Listed records:
—————
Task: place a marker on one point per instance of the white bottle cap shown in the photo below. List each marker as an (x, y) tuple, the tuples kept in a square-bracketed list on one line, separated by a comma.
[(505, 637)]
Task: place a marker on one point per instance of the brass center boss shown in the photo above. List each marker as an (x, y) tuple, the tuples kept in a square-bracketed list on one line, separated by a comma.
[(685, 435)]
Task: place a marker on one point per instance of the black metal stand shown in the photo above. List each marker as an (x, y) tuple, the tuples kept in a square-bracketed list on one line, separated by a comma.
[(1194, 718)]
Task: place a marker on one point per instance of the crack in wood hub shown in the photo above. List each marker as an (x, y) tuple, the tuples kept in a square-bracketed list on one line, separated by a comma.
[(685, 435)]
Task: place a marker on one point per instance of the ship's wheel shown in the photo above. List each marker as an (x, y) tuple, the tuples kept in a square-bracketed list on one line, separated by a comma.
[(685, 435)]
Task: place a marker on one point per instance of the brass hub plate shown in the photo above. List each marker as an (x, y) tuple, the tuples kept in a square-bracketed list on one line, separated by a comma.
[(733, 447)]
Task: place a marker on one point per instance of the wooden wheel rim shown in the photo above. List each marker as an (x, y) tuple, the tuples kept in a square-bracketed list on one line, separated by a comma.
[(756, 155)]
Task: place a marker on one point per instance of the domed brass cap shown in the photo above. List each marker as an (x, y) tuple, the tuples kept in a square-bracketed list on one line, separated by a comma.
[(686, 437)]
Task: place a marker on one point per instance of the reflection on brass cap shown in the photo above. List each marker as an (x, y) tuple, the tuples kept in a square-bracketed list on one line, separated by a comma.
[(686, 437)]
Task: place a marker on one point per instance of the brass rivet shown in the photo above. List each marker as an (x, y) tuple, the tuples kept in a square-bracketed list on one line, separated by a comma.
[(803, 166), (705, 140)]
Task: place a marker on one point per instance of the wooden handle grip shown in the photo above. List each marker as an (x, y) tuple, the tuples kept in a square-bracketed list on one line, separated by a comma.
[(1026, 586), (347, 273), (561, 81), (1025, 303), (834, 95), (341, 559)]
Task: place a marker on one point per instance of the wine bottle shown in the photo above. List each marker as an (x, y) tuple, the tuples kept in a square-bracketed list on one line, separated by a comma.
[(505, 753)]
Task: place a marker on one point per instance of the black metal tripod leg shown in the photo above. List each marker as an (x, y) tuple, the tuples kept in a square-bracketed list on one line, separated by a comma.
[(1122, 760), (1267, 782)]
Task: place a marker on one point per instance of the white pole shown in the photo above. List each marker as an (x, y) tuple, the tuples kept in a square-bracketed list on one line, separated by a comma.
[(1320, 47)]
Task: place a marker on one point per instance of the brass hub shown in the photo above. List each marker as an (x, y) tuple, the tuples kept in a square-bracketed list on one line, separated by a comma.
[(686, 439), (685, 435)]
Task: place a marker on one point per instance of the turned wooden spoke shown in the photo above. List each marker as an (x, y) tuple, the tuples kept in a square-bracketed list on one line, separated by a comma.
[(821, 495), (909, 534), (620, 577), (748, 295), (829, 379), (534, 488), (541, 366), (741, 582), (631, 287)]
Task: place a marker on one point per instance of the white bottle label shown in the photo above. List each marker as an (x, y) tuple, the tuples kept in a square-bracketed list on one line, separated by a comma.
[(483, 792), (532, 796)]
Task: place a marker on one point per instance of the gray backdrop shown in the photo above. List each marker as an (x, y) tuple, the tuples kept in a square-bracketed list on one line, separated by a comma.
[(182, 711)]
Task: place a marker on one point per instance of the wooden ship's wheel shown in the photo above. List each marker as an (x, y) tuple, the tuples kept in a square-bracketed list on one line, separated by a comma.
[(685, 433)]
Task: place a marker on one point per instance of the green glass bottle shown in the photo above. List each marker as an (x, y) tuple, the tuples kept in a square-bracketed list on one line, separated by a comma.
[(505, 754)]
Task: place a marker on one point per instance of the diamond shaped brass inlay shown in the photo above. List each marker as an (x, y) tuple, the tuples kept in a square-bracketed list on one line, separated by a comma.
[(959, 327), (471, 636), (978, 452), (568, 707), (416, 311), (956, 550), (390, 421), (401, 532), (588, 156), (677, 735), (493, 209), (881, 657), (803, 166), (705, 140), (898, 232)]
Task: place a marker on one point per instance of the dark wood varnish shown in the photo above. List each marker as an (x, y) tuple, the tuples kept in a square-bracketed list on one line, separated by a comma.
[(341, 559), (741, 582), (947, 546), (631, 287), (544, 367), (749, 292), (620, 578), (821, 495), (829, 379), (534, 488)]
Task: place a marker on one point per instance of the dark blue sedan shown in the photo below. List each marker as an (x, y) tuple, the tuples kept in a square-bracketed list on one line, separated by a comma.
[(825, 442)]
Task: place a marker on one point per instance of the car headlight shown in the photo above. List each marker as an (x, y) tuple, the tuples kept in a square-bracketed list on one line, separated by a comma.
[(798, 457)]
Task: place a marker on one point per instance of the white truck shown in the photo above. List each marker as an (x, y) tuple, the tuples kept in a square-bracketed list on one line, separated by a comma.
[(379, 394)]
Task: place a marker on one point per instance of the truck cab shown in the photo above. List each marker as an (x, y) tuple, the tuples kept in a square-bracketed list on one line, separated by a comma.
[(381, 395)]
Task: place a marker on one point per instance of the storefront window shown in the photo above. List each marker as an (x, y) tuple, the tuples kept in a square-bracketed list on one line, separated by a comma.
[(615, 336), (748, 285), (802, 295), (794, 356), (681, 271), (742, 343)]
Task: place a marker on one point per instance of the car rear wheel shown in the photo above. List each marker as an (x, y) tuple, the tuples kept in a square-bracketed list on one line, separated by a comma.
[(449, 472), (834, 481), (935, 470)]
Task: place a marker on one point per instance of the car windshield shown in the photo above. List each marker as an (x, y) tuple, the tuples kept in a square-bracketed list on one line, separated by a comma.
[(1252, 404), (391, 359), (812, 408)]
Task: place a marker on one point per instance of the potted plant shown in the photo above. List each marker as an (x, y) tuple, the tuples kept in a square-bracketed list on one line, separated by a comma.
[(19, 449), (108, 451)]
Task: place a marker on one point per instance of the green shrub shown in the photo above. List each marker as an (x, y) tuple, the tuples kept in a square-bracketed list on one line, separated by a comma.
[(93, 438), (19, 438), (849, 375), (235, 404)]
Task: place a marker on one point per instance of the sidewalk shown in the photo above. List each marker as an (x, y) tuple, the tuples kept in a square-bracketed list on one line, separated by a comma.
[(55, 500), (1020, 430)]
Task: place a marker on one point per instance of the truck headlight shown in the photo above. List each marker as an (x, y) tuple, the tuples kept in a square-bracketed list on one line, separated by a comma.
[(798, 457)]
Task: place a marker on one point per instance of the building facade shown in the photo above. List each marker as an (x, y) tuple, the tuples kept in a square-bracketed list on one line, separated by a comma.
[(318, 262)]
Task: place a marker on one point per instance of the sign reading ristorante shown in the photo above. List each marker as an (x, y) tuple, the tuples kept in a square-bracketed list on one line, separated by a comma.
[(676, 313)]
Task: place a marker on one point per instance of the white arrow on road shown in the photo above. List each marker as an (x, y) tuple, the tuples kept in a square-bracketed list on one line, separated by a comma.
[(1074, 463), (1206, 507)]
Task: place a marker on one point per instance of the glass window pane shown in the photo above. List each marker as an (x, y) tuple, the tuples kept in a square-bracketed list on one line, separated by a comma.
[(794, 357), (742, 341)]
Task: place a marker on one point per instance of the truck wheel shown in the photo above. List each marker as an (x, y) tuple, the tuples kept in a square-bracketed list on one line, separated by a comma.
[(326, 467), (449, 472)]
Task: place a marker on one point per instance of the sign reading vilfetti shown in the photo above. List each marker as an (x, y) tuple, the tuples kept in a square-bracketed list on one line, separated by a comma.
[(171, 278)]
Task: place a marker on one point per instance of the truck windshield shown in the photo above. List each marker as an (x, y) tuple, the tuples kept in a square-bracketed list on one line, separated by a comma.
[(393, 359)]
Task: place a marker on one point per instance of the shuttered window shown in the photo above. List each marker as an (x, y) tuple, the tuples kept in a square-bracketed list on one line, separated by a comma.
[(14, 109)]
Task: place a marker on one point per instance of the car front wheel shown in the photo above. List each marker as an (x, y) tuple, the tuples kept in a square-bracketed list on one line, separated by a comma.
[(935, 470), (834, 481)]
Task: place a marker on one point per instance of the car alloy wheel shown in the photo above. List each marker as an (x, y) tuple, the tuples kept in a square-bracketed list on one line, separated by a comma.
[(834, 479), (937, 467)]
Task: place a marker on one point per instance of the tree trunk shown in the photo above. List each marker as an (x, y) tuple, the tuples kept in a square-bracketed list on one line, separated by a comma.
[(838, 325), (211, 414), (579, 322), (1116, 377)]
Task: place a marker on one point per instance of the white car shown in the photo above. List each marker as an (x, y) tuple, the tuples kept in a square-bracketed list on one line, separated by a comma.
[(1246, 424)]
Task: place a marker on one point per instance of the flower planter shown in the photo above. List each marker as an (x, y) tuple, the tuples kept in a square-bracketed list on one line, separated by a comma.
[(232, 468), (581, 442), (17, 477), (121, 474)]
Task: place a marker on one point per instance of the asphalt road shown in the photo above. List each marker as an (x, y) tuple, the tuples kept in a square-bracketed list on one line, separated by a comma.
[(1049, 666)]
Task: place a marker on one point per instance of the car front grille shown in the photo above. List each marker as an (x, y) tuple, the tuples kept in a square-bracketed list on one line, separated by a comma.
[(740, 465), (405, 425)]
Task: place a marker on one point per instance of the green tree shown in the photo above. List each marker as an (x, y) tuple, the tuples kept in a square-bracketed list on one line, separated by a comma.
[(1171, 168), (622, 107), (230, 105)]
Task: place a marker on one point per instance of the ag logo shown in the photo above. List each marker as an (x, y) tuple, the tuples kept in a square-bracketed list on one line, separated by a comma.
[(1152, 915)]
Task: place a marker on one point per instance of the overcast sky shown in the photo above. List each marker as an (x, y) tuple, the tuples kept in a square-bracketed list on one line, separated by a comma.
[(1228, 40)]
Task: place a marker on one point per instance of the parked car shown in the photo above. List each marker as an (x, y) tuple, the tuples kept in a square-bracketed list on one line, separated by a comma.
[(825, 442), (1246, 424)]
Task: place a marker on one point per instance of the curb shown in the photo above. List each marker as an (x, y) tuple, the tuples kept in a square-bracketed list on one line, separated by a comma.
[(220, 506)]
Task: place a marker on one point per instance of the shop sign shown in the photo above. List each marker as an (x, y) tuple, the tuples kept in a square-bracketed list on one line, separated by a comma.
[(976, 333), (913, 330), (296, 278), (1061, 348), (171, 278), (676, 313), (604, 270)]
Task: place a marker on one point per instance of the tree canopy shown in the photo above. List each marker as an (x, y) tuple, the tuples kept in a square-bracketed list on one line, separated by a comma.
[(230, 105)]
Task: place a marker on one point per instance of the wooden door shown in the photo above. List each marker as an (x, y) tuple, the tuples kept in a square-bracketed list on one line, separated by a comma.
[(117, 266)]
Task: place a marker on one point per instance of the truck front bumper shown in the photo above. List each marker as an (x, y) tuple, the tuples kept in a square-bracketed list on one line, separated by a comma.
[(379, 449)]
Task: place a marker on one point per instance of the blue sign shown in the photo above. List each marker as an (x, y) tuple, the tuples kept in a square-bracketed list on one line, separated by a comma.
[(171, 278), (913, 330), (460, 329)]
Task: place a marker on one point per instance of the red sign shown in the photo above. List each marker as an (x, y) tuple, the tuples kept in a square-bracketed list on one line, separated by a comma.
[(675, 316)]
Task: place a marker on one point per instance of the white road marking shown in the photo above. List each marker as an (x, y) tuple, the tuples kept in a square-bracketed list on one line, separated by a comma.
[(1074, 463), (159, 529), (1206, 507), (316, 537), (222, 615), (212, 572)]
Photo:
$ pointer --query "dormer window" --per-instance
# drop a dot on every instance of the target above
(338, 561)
—————
Problem to solve:
Replace "marker" with "dot" in the stretch of the listing from its start through the line containing "[(505, 637)]", and give back only those lines, with nothing else changed.

Completed exercise:
Task: place a dot on one point per instance of the white bottle cap shown in the photo below. List each dot as an (x, y) tuple, the tuples kept in a square-bracketed list on one line, separated by a comma.
[(505, 637)]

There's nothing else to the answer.